### [Task instructions]
Nothing in the records should differ when they are repeated. Restate them word for word.

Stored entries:
● ● ● ● ●

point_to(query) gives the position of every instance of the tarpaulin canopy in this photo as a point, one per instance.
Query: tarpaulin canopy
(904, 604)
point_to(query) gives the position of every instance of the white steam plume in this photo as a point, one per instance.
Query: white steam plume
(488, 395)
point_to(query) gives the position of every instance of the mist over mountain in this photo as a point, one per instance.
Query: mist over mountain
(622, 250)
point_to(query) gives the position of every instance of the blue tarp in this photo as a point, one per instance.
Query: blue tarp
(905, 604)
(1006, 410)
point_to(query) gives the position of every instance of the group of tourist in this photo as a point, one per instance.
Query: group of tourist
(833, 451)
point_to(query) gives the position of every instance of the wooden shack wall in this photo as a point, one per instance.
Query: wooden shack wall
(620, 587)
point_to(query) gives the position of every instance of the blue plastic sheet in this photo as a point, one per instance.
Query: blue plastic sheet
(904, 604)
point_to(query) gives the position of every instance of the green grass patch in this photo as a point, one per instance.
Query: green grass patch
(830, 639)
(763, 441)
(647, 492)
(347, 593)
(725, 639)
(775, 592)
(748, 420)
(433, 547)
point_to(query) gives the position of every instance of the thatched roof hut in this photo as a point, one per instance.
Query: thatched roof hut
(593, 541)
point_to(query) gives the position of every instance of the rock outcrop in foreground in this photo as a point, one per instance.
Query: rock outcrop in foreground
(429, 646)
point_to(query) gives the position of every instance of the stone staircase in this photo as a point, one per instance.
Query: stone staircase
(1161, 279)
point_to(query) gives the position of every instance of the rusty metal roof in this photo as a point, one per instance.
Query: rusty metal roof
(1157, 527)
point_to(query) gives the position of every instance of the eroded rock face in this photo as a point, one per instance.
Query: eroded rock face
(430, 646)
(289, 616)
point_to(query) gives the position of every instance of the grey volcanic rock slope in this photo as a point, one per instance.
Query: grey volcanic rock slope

● ● ● ● ●

### [Your response]
point_to(query) gives the position of every instance of the tarpaulin canopy in this photo as a point, one per instance.
Query: tarpaulin canopy
(904, 604)
point_to(query) gives the position of every instance of the white steam plume in this photo as a point, one per instance.
Query: white steam plume
(488, 395)
point_to(query) gives the position of every instance of the mist over mountain in this photo as a point, one per instance.
Query: mist over mountain
(622, 250)
point_to(query) gives the position of every instance of the blue tarp in this photo as a point, one per instance.
Query: blue tarp
(905, 604)
(1006, 410)
point_to(query) gives the position of every instance of the group of tourist in this photo as a point, one per instance.
Query: group of tourist
(833, 451)
point_to(query) gives the position of every instance of the wooden shack wall in this photo as a point, one per instance.
Query: wooden shack wall
(620, 587)
point_to(query) gives the position of every instance of the blue plastic sheet in this photo as a point, one per instance.
Query: blue plastic sheet
(904, 604)
point_to(query) gives the position of every instance of the green grass patch in this photo as a point, one per instance.
Query: green grass patch
(830, 639)
(763, 441)
(647, 492)
(347, 593)
(725, 639)
(775, 592)
(748, 420)
(433, 547)
point_to(query) gives the position of every instance of the thatched roof hut in this photo as a point, one per instance.
Query: thatched roof hut
(593, 541)
point_to(query) gives the position of every instance of the rock outcrop in foreground in this photo as a point, one per instance.
Query: rock outcrop in foreground
(429, 646)
point_to(query) gives the position of every instance of the stone staircase in this photo as a point, one per instance.
Query: stone staircase
(1161, 279)
point_to(query) gives the position of every instance of the rusty metal roof in this photo as a point, one per instance.
Query: rusty metal roof
(1157, 527)
point_to(query) gives the position of every instance of the eroded rock face in this photo as a point, one per instance.
Query: eroded rock face
(430, 646)
(289, 616)
point_to(query) gives the position of every instance of the grey volcanic rock slope in this photo as a point, one per instance.
Query: grey volcanic rock slope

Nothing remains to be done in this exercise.